━━━━━ Text ━━━━━

From the UNIX/mainframe perspective, large disk
systems with gigabytes of capacity are nothing new. Fault tolerance and RAID
configurations are something to take for granted. However, from the PC point of
view, these systems can be daunting and confusing. Many administrators just take
the default settings on their server and leave it at that. The problem with this
approach is that although it is simple, you aren't helping server performance by
not optimizing your disk subsystem for the applications you run or the
configuration of your hardware.
Our Exchange/NT scaleability tests gave us an
ideal place to begin analyzing the effects of disk configuration and performance
on overall system performance. On a system such as the Tricord PowerFrame, which
gives you a wide variety of setup options, you have lots of room to find the
ideal organization of disks, controllers, and files.
Tricord studied RAID performance on NTFS
volumes, and we used it as a basis for setting up our test environment. What
Tricord found (using its own hardware-accelerated RAID controller and nine 2.1GB
Seagate drives) was that stripe size has a big impact on performance, the type
of disk transaction (sequential or random, read or write) affects throughput,
and the RAID level plays an important role (what level of fault tolerance do you
want vs. how much it costs) in overall system performance. This may all seem
patently obvious (the word "duh" comes to mind), but if you aren't
thinking about performance when you set up your system, you aren't taking
advantage of what's available.
The Tricord test (as seen in Graph 1) varied the stripe size (disk sectors per stripe, a.k.a. logical blocking
factor-NOTE: stripe size is not the same as cluster size on a single drive; a
cluster determines the minimum number of bytes that form a logical unit on a
disk-a file cannot take up less space than a single cluster; RAID stripe width
determines how much data is written to a disk in a single chunk-in 512 byte
sectors-before the controller submits the I/O to the next drive in the stripe
set) from eight sectors per stripe to 4096 sectors per stripe on three types of
RAID volumes: 0, 5, and 10. The test ran on a PowerFrame ES133 (two 133MHz
Pentium CPUs, 256MB RAM, one 2-channel Intelligent Storage
Subsystem-ISS-controller, running NT 3.51 with no service packs). Tricord
configured the nine drives as follows: Drive 1 on bus 1 had a 300MB FAT
partition with the OS on it, and the rest of the drive was a single FAT
partition with the pagefile on it; drives 2 through 9 resided on bus 2 and were
striped (RAID 0, 5, or 10, at the varying stripe widths) for an NTFS volume with
8GB of usable storage.

━━━━━

Aim 1 — Reproduce the whole text on RAID configuration and disk performance, word for word.

━━━━━ Material provided ━━━━━

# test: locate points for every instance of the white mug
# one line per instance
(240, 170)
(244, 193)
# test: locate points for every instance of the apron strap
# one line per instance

━━━━━

Aim 2 — In the records, starting at the line containing "# test: locate points for every instance of the apron" and ending at the last line of the records, replace "apron strap" with "belt loop" and write out only those lines, with nothing else changed.

Written solution 1 —
From the UNIX/mainframe perspective, large disk
systems with gigabytes of capacity are nothing new. Fault tolerance and RAID
configurations are something to take for granted. However, from the PC point of
view, these systems can be daunting and confusing. Many administrators just take
the default settings on their server and leave it at that. The problem with this
approach is that although it is simple, you aren't helping server performance by
not optimizing your disk subsystem for the applications you run or the
configuration of your hardware.
Our Exchange/NT scaleability tests gave us an
ideal place to begin analyzing the effects of disk configuration and performance
on overall system performance. On a system such as the Tricord PowerFrame, which
gives you a wide variety of setup options, you have lots of room to find the
ideal organization of disks, controllers, and files.
Tricord studied RAID performance on NTFS
volumes, and we used it as a basis for setting up our test environment. What
Tricord found (using its own hardware-accelerated RAID controller and nine 2.1GB
Seagate drives) was that stripe size has a big impact on performance, the type
of disk transaction (sequential or random, read or write) affects throughput,
and the RAID level plays an important role (what level of fault tolerance do you
want vs. how much it costs) in overall system performance. This may all seem
patently obvious (the word "duh" comes to mind), but if you aren't
thinking about performance when you set up your system, you aren't taking
advantage of what's available.
The Tricord test (as seen in Graph 1) varied the stripe size (disk sectors per stripe, a.k.a. logical blocking
factor-NOTE: stripe size is not the same as cluster size on a single drive; a
cluster determines the minimum number of bytes that form a logical unit on a
disk-a file cannot take up less space than a single cluster; RAID stripe width
determines how much data is written to a disk in a single chunk-in 512 byte
sectors-before the controller submits the I/O to the next drive in the stripe
set) from eight sectors per stripe to 4096 sectors per stripe on three types of
RAID volumes: 0, 5, and 10. The test ran on a PowerFrame ES133 (two 133MHz
Pentium CPUs, 256MB RAM, one 2-channel Intelligent Storage
Subsystem-ISS-controller, running NT 3.51 with no service packs). Tricord
configured the nine drives as follows: Drive 1 on bus 1 had a 300MB FAT
partition with the OS on it, and the rest of the drive was a single FAT
partition with the pagefile on it; drives 2 through 9 resided on bus 2 and were
striped (RAID 0, 5, or 10, at the varying stripe widths) for an NTFS volume with
8GB of usable storage.

Written solution 2 —
# test: locate points for every instance of the belt loop
# one line per instance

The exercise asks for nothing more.